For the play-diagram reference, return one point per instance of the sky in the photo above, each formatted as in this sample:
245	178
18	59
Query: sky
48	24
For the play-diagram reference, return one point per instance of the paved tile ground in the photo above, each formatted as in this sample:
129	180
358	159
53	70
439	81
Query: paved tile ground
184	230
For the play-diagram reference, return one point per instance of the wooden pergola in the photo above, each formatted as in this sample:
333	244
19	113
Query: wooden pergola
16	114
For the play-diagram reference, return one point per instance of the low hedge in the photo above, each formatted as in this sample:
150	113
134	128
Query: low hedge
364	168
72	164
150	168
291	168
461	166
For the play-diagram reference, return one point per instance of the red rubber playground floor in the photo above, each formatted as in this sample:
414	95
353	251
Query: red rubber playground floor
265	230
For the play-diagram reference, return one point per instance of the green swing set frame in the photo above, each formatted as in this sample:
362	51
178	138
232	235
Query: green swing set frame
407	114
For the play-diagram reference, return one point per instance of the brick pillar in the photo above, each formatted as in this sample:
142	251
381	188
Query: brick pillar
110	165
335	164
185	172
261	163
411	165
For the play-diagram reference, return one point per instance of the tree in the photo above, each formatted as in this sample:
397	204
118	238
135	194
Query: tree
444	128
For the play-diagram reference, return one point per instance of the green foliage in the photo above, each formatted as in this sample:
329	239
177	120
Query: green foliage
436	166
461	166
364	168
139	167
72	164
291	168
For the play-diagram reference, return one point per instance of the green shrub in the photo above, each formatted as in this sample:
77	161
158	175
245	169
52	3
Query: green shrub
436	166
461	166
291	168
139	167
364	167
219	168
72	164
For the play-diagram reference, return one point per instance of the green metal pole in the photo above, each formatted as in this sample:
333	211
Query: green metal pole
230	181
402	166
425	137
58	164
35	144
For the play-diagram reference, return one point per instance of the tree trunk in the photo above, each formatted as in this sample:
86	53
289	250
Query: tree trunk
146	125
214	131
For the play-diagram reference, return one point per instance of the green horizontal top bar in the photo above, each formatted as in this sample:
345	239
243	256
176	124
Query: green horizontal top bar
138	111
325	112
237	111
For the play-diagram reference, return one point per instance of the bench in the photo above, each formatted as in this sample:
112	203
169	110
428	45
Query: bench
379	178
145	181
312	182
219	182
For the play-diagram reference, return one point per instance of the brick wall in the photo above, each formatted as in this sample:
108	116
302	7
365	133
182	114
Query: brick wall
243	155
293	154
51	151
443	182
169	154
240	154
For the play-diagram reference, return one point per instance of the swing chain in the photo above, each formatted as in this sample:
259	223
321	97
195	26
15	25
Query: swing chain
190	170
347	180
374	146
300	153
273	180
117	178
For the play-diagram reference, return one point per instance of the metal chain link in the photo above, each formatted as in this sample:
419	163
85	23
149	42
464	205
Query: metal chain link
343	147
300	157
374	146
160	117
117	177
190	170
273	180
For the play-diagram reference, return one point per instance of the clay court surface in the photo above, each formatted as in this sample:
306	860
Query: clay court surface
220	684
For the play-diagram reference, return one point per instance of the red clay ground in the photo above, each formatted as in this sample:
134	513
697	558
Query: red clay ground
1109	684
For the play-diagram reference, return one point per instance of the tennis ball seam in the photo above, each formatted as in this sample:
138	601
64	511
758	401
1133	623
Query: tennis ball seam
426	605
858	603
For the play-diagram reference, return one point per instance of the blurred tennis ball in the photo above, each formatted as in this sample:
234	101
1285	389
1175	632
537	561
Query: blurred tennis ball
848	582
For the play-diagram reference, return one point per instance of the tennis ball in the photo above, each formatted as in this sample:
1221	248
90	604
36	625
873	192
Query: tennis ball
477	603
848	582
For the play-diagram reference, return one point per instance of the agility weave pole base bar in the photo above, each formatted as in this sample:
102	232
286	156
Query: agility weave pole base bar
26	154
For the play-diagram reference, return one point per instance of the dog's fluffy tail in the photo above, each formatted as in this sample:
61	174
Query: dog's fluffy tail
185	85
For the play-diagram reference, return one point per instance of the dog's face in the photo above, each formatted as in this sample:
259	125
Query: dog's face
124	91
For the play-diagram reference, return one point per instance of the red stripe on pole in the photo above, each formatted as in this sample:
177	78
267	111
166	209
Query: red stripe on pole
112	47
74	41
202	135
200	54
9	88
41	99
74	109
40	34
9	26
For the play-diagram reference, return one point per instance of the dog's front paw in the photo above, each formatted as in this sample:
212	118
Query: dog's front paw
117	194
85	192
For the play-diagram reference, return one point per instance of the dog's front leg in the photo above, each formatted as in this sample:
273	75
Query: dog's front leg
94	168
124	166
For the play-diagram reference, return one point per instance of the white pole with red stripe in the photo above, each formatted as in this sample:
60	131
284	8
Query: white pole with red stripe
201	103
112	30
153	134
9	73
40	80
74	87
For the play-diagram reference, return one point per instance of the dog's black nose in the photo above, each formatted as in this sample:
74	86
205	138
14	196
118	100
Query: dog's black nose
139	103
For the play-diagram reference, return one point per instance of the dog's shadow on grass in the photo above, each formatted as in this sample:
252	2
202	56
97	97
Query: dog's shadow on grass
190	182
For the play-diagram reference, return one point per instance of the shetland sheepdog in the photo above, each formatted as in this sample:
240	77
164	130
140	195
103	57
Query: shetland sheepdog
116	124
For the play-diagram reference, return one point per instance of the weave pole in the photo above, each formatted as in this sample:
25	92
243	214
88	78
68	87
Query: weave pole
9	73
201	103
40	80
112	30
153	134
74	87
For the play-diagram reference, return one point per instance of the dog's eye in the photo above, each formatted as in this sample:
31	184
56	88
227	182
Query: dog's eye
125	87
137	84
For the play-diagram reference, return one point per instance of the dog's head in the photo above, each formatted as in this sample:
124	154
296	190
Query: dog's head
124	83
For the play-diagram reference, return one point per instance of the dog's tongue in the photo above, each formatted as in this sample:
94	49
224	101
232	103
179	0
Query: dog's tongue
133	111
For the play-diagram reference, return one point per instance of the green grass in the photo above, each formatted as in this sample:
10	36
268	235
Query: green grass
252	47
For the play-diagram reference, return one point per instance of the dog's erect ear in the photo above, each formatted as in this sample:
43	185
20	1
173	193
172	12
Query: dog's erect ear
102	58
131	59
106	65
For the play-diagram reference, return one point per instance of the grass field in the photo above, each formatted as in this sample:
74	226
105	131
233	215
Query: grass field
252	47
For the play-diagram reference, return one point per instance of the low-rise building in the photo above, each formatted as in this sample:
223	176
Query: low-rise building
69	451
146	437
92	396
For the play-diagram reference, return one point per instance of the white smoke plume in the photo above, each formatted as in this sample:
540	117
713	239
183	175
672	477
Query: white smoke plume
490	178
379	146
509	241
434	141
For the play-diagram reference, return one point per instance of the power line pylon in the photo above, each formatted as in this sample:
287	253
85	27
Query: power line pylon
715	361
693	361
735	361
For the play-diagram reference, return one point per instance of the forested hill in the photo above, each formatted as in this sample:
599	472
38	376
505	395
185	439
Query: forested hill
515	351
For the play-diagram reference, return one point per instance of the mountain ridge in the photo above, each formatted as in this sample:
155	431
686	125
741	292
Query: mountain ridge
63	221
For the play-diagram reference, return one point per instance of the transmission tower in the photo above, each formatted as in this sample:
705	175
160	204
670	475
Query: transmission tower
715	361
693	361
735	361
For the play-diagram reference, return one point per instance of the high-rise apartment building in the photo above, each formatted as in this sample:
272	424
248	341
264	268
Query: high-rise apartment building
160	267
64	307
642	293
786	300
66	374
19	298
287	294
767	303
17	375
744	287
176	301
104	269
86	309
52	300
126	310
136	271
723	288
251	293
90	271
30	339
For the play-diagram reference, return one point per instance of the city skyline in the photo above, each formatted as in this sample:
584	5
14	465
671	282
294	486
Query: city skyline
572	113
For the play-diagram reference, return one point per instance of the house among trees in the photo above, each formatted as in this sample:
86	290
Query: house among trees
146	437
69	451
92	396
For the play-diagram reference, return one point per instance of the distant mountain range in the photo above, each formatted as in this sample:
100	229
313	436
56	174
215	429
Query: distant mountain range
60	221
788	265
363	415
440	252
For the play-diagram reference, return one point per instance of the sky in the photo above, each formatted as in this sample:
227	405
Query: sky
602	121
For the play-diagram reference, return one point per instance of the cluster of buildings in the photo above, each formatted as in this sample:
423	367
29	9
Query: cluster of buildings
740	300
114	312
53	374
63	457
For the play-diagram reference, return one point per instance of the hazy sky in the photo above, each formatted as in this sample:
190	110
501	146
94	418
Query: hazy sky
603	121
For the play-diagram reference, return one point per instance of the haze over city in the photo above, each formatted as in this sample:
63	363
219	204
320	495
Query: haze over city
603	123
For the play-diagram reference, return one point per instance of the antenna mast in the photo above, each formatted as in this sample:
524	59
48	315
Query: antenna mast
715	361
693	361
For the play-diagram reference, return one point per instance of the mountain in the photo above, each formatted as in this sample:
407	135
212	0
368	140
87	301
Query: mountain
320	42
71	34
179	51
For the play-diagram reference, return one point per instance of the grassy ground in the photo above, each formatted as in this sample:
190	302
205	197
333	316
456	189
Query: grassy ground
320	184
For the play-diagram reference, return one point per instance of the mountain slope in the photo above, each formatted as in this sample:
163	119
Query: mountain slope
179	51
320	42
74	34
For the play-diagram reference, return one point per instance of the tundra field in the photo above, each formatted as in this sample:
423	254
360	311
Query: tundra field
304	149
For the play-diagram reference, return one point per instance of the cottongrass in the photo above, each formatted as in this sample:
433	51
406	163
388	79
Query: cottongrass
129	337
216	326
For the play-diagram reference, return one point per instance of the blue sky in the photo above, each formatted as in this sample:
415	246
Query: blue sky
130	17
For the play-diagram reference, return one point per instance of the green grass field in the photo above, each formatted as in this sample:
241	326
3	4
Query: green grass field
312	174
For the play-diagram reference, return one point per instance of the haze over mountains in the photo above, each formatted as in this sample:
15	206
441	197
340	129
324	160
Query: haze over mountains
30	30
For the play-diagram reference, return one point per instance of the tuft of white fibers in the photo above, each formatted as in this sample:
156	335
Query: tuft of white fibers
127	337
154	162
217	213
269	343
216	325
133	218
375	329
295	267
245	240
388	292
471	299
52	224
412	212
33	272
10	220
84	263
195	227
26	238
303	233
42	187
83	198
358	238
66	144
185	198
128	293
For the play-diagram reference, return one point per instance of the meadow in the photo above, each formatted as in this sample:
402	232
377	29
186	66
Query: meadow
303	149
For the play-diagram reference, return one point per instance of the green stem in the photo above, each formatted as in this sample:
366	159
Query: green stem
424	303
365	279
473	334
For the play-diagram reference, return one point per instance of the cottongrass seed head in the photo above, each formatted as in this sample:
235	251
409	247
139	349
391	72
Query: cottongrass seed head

::::::::::

• **Exercise**
The response consists of the lines above that contain "seed".

• **Reply to the task**
For the play-diagram reference, return one point per instance of the cottongrass seed head in the photo above, each formatted as in this sample:
Query: cottongrass seed head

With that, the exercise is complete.